Source document
Instead of just removing these variables, **let’s dive deeper to understand the underlying reasons!**

Exploring these correlations can reveal important insights about data preprocessing, feature engineering, or measurement methods used.

---


> Most variables are multiple transformed versions of the same original features, including **Savitzky-Golay (savgol), Simple Moving Average (sma), Exponential Moving Average (ema), Robust filtering, and Min-Max scaling (minmax)**.  
>  
> Let’s categorize these transformations to gain a clearer understanding of the dataset!


In [12]:
# Original variables (raw measurements)
original_variables = [
    'timestamp', 'indoor_temp', 'supply_temp', 'outdoor_temp', 'temp_error', 'airflow', 'power_usage', 'solar_radiation', 'occupancy', 'price', 'heating_demand'] 
]

# Variables smoothed with Savitzky-Golay filter (smoothing + shape-preserving)
savgol_variables = [
    'indoor_temp_savgol', 'supply_temp_savgol', 'outdoor_temp_savgol', 'temp_error_savgol'
]

# Variables processed with Robust filter (resistant to outliers/spikes)
robust_variables = [
    'indoor_temp_robust', 'supply_temp_robust', 'outdoor_temp_robust', 'temp_error_robust']

# Variables smoothed with Simple Moving Average (SMA)
sma_variables = [
    'airflow_sma', 'power_usage_sma', 'solar_radiation_sma', 'occupancy_sma', 'price_sma', 'heating_demand_sma'
]

# Variables smoothed with Exponential Moving Average (EMA)

Given request 1
In the notebook excerpt, list every variable name assigned to savgol_variables.
Given request 2
Rewrite the notebook excerpt from "# Variables processed" up to and including "with Exponential Moving Average (EMA)", replacing "resistant" with "insensitive".
These lines have no connection to the notebook excerpt.

Recorded information
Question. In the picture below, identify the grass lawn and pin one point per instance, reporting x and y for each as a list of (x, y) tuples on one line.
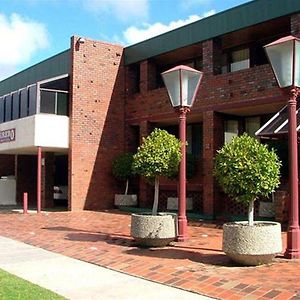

Written reply 1
indoor_temp_savgol, supply_temp_savgol, outdoor_temp_savgol, temp_error_savgol

Written reply 2
# Variables processed with Robust filter (insensitive to outliers/spikes)
robust_variables = [
    'indoor_temp_robust', 'supply_temp_robust', 'outdoor_temp_robust', 'temp_error_robust']

# Variables smoothed with Simple Moving Average (SMA)
sma_variables = [
    'airflow_sma', 'power_usage_sma', 'solar_radiation_sma', 'occupancy_sma', 'price_sma', 'heating_demand_sma'
]

# Variables smoothed with Exponential Moving Average (EMA)